Tobi Kahn, now 58, gave his mother a hand-made gift for her birthday every year throughout his life. They started as the sentimental hand-drawings of a child, but burgeoned into pieces worthy of the museum as he grew into a critically-acclaimed artist.
In early 2004, Kahn’s mother was diagnosed with pancreatic cancer, and lay dying in her hospital bed just a month later. Her son brought her bouquets of the flowers that she had always loved, but something in her treatment had made her sense of smell hyper-sensitive, and she could not stand the scent of the flowers in her room.
So, the artist turned to his paintings. He gathered a collection of his paintings of flowers and hung them around her hospital room, making what would become her deathbed a beautiful space for her other senses.
“We’re going from one place to another,” Kahn said, “and you should see beauty until the moment you leave.”
Inspired by his mother’s experience, Kahn built a body of work whose purpose is to bring that beauty to the end of life. His collections have been displayed at the Guggenheim, the Museum of Biblical Art in New York, and the Museum of Contemporary Religious Art in St. Louis. He created various works for hospitals, hospices, and memorial chapels, ranging from single paintings to the design of an entire room for meditation.
After his mother’s death, Kahn began to ask clergymen and caretakers what kind of art people wanted to see at the end of life. He received recommendations and requests for details like soft, round edges, muted colors, low stimiuli, as well as broader, intangible ideas. He recalls specifically a request for art that imbued “a certain sense of dignity”.
The work expresses not only the artist’s lifelong observance of Orthodox Judaism, but also his commitment to making connections across religious boundaries. His relationship to death has certainly been sorted throughout his life. His parents were survivors of the Holocaust, and he was named for an uncle who was killed by Nazis at the age of 23. He grew up in Washington Heights, New York City, among Jewish emigrants from Germany, so death and suffering were never a hidden subject to him.
Yet, as a member of the Jewish priestly caste of Kohanim, Kahn is forbidden by religious law to attend a funeral of anyone but immediately family. This leaves him to express his grief through other outlets, which has probably had no small effect on his burgeoning creativitiy. When a girlfriend was stricken by cancer, the artist, in his mid-twenties, created a series of paintings that reflected her suffering during chemotherapry, as well as the anguish of Holocaust survivors.
Through his personal grieving process, Kahn has dedicated eleven projects to his mother’s memory, all with themes that embody a certain reverance for nature, as well as the concept in Judaism of sanctifying something by making it beautiful.
As the artist says, simply, Why shouldn’t the end of your life be beautiful?”

Saved entries
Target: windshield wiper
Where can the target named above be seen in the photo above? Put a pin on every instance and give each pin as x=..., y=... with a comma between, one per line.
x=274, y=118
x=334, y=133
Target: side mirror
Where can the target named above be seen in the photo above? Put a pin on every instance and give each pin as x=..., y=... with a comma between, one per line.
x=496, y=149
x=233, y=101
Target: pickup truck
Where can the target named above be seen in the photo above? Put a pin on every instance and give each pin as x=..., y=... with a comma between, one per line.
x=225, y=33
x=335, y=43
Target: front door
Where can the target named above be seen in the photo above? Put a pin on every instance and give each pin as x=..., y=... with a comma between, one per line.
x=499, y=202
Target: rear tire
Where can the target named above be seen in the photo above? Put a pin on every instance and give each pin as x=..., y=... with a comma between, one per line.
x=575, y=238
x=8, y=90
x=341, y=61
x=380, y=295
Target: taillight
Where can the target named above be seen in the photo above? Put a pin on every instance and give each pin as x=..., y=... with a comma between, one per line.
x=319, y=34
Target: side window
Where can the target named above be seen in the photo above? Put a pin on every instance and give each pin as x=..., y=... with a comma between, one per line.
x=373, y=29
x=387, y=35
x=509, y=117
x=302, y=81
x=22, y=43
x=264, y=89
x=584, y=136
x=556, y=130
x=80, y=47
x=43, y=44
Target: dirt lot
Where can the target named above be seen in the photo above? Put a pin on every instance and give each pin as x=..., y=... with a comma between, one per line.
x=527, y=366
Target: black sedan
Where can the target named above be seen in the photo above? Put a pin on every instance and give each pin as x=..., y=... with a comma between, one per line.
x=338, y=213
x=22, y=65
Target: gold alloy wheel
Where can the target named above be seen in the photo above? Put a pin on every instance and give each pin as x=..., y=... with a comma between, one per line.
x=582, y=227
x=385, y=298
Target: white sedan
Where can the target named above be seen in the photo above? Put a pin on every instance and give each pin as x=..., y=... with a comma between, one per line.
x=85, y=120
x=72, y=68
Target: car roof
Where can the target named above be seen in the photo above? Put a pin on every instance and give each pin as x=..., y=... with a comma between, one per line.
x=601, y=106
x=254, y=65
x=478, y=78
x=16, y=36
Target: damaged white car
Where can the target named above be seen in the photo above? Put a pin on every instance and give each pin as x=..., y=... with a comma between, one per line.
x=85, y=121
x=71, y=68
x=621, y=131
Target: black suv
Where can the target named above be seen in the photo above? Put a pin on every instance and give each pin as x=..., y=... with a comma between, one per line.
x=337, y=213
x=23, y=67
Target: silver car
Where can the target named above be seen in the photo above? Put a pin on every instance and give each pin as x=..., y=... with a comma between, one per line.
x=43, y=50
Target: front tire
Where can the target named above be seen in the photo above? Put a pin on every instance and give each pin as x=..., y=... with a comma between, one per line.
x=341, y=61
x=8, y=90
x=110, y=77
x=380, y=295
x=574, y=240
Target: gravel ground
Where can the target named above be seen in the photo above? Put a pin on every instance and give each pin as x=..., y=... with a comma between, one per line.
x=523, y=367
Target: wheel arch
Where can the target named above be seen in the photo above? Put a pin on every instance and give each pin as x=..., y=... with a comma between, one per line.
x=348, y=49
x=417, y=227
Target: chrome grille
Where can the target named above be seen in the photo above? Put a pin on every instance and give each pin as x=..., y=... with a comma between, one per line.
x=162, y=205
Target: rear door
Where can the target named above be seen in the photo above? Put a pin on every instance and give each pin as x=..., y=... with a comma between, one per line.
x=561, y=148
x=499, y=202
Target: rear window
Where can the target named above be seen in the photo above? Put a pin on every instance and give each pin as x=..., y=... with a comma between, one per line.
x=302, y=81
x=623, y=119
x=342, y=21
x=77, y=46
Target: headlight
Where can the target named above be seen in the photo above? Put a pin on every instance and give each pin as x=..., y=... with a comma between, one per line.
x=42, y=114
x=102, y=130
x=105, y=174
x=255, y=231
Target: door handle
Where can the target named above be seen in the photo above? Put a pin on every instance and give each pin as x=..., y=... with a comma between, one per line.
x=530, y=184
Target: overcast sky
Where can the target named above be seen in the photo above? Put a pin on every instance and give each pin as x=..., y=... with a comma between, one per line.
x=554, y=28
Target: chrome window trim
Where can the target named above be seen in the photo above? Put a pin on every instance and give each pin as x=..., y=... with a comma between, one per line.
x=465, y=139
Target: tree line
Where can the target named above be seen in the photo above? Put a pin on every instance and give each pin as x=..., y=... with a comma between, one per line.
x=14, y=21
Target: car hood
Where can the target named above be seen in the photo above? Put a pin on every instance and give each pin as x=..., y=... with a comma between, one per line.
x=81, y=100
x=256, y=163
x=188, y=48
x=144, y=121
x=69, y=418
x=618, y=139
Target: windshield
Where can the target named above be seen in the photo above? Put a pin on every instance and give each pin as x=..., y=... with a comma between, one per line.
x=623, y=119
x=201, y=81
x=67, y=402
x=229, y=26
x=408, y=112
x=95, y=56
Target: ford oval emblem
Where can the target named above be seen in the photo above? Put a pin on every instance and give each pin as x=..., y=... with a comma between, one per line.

What you will do —
Decide whether each statement agrees with the article about Tobi Kahn, answering yes or no and quoting the deciding words of the article: 1. Kahn's mother was diagnosed with pancreatic cancer in early 2004. 2. Kahn grew up in Brooklyn. 3. Kahn was named for an uncle killed by the Nazis at the age of 32. The saved entries are separate material from the article about Tobi Kahn.

Task answer —
1. Yes: "In early 2004, Kahn’s mother was diagnosed with pancreatic cancer"
2. No: "He grew up in Washington Heights, New York City"
3. No: "he was named for an uncle who was killed by Nazis at the age of 23"